### What to work on
Copy the records from the beginning through the line holding "column 245, row 113", swapping every "pixel coordinates" for "pixel positions" and keeping everything else the same.

┌──

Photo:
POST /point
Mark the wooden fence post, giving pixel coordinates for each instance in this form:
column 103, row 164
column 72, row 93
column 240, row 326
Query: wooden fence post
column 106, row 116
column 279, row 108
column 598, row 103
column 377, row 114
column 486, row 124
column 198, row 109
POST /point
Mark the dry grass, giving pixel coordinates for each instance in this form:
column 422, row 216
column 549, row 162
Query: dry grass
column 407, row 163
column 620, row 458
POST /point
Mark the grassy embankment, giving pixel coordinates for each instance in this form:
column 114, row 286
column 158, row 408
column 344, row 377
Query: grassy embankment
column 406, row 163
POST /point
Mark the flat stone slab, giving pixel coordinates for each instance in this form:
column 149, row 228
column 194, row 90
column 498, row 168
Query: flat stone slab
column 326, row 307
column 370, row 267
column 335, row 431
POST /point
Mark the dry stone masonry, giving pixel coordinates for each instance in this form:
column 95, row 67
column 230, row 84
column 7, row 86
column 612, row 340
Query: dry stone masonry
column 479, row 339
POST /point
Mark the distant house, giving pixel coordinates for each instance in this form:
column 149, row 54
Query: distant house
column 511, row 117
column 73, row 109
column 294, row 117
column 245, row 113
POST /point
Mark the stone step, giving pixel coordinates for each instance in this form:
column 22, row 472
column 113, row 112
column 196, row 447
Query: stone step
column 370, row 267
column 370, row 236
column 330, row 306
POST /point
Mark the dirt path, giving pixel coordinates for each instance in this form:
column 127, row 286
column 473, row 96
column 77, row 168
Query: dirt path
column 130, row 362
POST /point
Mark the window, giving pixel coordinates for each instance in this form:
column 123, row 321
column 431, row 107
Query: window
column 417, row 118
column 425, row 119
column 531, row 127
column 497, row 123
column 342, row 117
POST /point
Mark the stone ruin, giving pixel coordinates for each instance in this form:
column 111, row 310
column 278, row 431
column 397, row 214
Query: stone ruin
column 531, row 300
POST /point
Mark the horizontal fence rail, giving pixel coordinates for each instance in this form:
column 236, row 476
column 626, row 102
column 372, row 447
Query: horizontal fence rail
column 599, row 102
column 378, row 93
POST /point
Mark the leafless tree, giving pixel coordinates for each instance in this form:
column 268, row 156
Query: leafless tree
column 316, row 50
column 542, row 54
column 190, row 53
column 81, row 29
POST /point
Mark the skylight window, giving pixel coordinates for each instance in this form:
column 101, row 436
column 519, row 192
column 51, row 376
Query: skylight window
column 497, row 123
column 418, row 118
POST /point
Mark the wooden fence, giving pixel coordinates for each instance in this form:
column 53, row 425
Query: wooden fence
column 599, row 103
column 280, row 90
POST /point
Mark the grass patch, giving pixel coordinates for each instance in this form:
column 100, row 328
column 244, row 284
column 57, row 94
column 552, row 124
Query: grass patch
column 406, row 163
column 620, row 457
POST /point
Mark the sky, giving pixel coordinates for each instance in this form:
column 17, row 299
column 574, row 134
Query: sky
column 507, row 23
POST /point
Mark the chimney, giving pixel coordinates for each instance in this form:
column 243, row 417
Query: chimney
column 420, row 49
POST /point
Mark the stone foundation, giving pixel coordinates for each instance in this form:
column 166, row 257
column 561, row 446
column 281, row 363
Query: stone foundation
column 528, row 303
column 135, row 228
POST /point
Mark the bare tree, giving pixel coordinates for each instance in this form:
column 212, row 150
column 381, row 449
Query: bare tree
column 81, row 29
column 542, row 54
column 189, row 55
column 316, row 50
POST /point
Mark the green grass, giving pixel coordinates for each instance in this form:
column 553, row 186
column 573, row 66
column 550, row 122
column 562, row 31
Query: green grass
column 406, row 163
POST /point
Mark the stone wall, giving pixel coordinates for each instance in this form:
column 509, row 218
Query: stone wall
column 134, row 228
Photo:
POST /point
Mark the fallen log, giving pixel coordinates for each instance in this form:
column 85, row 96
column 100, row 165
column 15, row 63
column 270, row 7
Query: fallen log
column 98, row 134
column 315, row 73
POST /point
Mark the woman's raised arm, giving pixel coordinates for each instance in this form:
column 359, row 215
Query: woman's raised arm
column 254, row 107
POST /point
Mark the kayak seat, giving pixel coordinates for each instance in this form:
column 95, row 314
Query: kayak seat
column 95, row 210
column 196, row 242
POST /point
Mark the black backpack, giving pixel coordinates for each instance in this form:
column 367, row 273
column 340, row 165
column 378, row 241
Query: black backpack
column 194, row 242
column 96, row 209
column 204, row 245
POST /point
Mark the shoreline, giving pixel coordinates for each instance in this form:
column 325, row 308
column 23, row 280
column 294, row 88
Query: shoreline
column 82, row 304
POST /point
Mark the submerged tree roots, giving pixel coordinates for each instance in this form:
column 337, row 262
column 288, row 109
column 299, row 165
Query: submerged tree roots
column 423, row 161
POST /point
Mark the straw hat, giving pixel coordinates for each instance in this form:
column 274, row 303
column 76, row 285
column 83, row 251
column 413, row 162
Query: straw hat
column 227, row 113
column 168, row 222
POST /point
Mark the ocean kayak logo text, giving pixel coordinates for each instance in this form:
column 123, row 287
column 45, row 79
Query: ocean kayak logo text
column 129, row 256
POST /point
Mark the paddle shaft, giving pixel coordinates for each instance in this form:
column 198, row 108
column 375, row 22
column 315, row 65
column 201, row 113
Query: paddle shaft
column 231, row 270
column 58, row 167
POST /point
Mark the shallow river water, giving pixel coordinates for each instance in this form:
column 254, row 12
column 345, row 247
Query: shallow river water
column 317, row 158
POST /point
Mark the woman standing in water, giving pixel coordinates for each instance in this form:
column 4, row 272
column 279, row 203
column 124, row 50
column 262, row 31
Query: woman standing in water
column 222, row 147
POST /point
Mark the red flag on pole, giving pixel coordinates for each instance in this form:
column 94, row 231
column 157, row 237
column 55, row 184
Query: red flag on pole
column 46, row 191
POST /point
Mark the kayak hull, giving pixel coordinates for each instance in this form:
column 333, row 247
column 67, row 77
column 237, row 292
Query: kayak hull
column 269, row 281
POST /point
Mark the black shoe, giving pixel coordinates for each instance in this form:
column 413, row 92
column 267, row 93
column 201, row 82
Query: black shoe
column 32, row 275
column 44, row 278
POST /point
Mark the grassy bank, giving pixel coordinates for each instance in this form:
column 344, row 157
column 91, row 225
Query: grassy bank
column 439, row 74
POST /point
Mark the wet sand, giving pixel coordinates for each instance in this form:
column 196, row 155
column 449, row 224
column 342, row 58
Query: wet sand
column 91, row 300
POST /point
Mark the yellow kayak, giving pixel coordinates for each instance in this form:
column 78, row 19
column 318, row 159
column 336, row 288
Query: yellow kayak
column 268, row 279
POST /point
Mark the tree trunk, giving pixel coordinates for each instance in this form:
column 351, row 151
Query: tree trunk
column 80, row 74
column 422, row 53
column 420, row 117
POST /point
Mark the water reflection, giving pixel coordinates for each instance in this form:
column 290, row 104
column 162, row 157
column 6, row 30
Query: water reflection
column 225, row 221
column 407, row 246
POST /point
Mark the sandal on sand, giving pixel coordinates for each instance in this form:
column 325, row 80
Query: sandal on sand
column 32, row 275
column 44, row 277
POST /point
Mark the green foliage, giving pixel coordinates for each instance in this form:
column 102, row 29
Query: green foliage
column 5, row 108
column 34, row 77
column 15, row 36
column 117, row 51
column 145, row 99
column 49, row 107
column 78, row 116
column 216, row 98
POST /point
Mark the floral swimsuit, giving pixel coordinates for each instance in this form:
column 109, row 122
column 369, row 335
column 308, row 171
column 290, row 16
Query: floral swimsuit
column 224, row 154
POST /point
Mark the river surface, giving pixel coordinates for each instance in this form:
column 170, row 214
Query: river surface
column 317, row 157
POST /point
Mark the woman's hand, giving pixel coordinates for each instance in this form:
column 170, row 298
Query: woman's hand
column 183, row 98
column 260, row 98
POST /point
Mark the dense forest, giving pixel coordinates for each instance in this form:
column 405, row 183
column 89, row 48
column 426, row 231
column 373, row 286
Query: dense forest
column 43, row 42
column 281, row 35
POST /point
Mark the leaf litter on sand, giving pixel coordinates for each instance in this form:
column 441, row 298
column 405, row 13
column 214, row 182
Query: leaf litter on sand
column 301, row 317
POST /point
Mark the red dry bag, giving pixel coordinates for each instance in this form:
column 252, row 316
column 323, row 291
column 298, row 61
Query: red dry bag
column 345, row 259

└──

### Exercise answer
Photo:
POST /point
Mark the wooden fence post, giving pixel positions for each instance in this form:
column 103, row 164
column 72, row 93
column 240, row 326
Query: wooden fence post
column 106, row 116
column 279, row 108
column 598, row 103
column 377, row 114
column 486, row 124
column 198, row 109
POST /point
Mark the dry grass, giving pixel positions for each instance in this form:
column 422, row 216
column 549, row 162
Query: dry grass
column 407, row 163
column 620, row 458
POST /point
Mark the grassy embankment, giving pixel positions for each instance in this form:
column 114, row 286
column 158, row 408
column 344, row 377
Query: grassy embankment
column 406, row 163
POST /point
Mark the flat stone slab, giving pixel positions for each instance in this form:
column 149, row 228
column 194, row 90
column 498, row 168
Query: flat stone slab
column 326, row 307
column 370, row 267
column 335, row 431
POST /point
Mark the dry stone masonry, giving pixel positions for each instance in this form:
column 95, row 67
column 230, row 84
column 7, row 86
column 612, row 340
Query: dry stone masonry
column 479, row 339
POST /point
Mark the distant house, giving pixel positions for each instance in this form:
column 149, row 54
Query: distant house
column 511, row 117
column 73, row 109
column 294, row 117
column 245, row 113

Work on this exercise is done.